◆ Records provided ◆
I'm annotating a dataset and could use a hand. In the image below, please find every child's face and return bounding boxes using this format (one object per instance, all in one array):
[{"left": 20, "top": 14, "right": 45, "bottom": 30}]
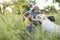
[{"left": 28, "top": 15, "right": 32, "bottom": 19}]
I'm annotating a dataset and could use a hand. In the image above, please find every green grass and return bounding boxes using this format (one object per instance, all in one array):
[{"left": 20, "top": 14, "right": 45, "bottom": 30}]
[{"left": 0, "top": 14, "right": 60, "bottom": 40}]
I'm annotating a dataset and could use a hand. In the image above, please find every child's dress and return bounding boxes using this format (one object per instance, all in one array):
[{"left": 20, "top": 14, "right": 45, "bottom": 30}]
[
  {"left": 24, "top": 18, "right": 33, "bottom": 32},
  {"left": 36, "top": 14, "right": 60, "bottom": 33}
]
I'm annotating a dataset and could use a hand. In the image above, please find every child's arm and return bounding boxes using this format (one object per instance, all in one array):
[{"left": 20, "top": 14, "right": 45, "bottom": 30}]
[{"left": 24, "top": 18, "right": 30, "bottom": 27}]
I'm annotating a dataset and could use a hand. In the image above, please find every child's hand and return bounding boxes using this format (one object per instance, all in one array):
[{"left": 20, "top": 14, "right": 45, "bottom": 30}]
[{"left": 37, "top": 18, "right": 40, "bottom": 21}]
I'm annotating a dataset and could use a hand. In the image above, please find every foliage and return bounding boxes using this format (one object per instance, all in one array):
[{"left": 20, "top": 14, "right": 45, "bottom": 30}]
[{"left": 0, "top": 12, "right": 60, "bottom": 40}]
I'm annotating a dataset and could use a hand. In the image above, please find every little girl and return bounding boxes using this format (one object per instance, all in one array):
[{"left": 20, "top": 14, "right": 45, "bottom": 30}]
[{"left": 24, "top": 12, "right": 33, "bottom": 32}]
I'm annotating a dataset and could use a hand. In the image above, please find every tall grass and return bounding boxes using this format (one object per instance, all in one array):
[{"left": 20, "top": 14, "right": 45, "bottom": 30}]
[{"left": 0, "top": 14, "right": 60, "bottom": 40}]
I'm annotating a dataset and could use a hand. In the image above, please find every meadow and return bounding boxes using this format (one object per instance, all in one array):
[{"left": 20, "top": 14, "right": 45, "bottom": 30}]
[{"left": 0, "top": 13, "right": 60, "bottom": 40}]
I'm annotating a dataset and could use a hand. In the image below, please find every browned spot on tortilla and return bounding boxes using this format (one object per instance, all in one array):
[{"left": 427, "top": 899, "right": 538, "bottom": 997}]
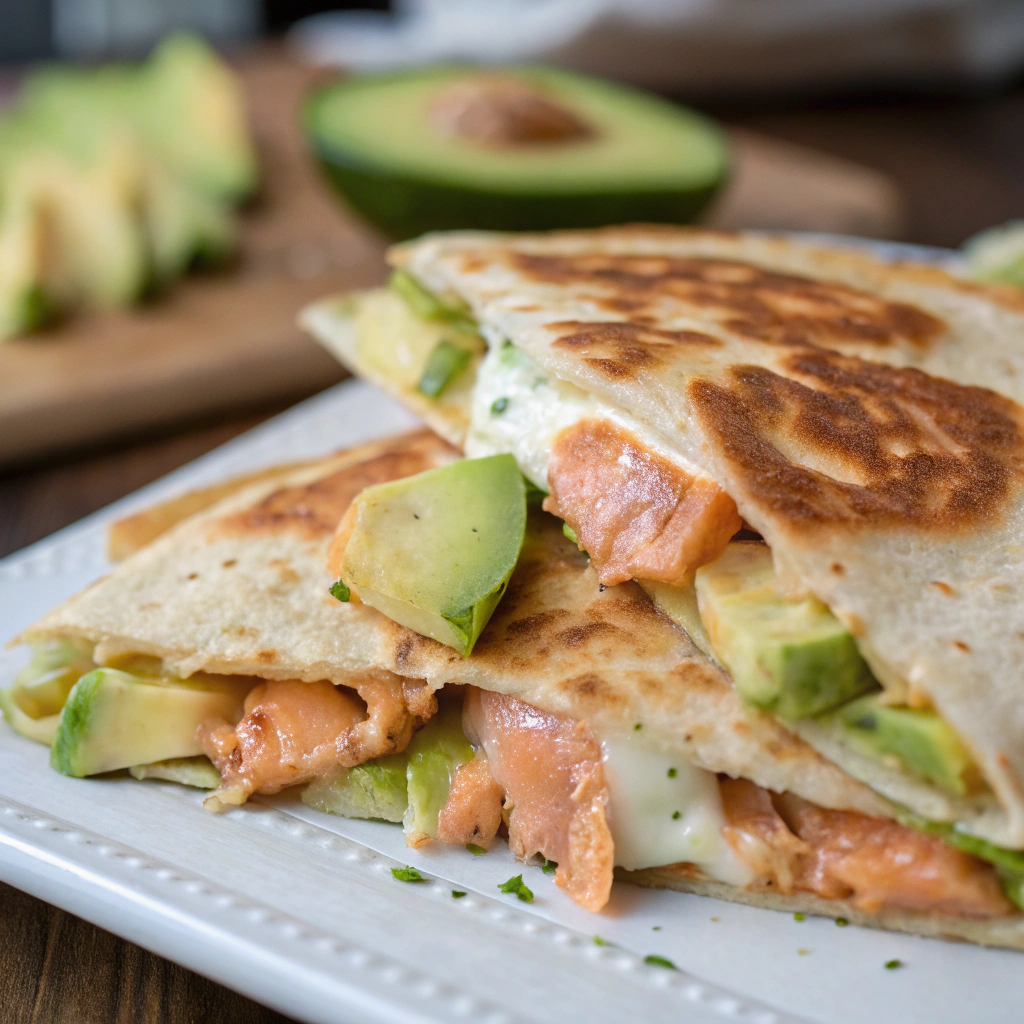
[
  {"left": 555, "top": 622, "right": 617, "bottom": 647},
  {"left": 501, "top": 251, "right": 945, "bottom": 348},
  {"left": 216, "top": 430, "right": 457, "bottom": 540},
  {"left": 549, "top": 317, "right": 722, "bottom": 379},
  {"left": 686, "top": 348, "right": 1024, "bottom": 531}
]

◆ Exercise instructions ◆
Rewrite all of the entries above, replacing "bounding boxes" with "box coordinates" wherever it occurs and changing nothing else. Leave the pictures out.

◆ Reply ◆
I'm annotating a dataset and could use a hand. In the image below, please find every child's face and return box coordinates using this format (one object per instance, all in one array):
[{"left": 20, "top": 14, "right": 45, "bottom": 30}]
[{"left": 28, "top": 15, "right": 32, "bottom": 19}]
I'm annotating a dataset and could use a hand. In the image above, please find every green grass and return box coordinates using this format (one object per instance, all in one array):
[{"left": 20, "top": 14, "right": 45, "bottom": 30}]
[{"left": 0, "top": 14, "right": 60, "bottom": 40}]
I'm annotating a dataset and could use a hand. In the image above, please find every child's dress and return box coordinates using this format (one object per instance, all in one array):
[{"left": 20, "top": 14, "right": 45, "bottom": 30}]
[
  {"left": 24, "top": 18, "right": 33, "bottom": 32},
  {"left": 36, "top": 14, "right": 60, "bottom": 33}
]
I'm annotating a dataset and could use a hand. In the image above, please find every child's arm and return box coordinates using this format (one object per instance, all in one array):
[{"left": 20, "top": 14, "right": 45, "bottom": 30}]
[{"left": 24, "top": 18, "right": 30, "bottom": 27}]
I'm annotating a dataset and could use a hand. In the image above, please find every child's hand and return box coordinates using this format (one object per instance, all in one array):
[{"left": 20, "top": 14, "right": 45, "bottom": 30}]
[{"left": 37, "top": 18, "right": 40, "bottom": 21}]
I'm annotating a dataset and could use a hand. In the image above, please find every foliage and return box coordinates using this format (one object per instance, all in one array):
[{"left": 20, "top": 14, "right": 45, "bottom": 30}]
[{"left": 0, "top": 12, "right": 60, "bottom": 40}]
I'm annotating a dataset and could use a hand. In the image above, please find every little girl and return box coordinates using this format (one object per instance, all in one array):
[{"left": 20, "top": 14, "right": 45, "bottom": 30}]
[{"left": 24, "top": 12, "right": 33, "bottom": 32}]
I'm annotating a dataset and could use a hand. In the image above, please find every tall grass and return box coordinates using this format (one object per instance, all in one array):
[{"left": 20, "top": 14, "right": 45, "bottom": 30}]
[{"left": 0, "top": 14, "right": 60, "bottom": 40}]
I'm annotating a dataset and could use a hand. In the image above, please find every meadow and return box coordinates using this format (one object per instance, all in one array):
[{"left": 20, "top": 14, "right": 45, "bottom": 30}]
[{"left": 0, "top": 13, "right": 60, "bottom": 40}]
I'm annotating a dataset and could use a hand. In the image below, please find every browned spot on tortilla and return box coordinates using this format (one object per instance, all in one array):
[{"left": 427, "top": 899, "right": 538, "bottom": 997}]
[
  {"left": 555, "top": 622, "right": 617, "bottom": 647},
  {"left": 501, "top": 251, "right": 945, "bottom": 348},
  {"left": 216, "top": 430, "right": 457, "bottom": 540},
  {"left": 549, "top": 317, "right": 722, "bottom": 379},
  {"left": 686, "top": 348, "right": 1024, "bottom": 531}
]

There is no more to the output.